__Directions for this task__
Report each line in the rows below that contains the string "windshield", matching case exactly.

:: Data entries

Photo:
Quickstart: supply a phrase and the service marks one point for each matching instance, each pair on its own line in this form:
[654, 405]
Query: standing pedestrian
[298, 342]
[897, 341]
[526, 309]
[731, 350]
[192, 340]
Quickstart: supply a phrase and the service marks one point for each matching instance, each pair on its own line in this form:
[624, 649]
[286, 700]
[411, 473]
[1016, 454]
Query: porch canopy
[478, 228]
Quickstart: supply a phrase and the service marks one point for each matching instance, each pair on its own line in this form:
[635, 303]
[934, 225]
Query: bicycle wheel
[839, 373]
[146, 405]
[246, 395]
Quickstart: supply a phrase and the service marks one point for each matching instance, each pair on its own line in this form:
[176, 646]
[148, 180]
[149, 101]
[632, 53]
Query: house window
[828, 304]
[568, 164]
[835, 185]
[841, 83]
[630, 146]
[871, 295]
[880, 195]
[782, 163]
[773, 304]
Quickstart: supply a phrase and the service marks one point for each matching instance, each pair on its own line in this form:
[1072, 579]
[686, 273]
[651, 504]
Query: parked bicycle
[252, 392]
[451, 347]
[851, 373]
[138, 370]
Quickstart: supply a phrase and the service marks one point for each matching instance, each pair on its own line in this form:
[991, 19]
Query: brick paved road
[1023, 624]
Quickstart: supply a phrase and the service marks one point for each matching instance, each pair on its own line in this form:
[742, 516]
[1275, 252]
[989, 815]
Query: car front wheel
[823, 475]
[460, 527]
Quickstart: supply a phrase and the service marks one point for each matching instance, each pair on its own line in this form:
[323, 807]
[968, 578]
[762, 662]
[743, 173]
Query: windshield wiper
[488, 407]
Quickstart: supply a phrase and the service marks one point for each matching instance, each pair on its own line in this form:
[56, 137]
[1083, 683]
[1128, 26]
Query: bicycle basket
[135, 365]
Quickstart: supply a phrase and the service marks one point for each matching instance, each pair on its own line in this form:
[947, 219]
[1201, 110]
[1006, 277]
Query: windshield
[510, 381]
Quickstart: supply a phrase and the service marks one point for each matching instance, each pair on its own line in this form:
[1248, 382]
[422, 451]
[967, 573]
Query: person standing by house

::::

__Written answer__
Query: windshield wiper
Query: windshield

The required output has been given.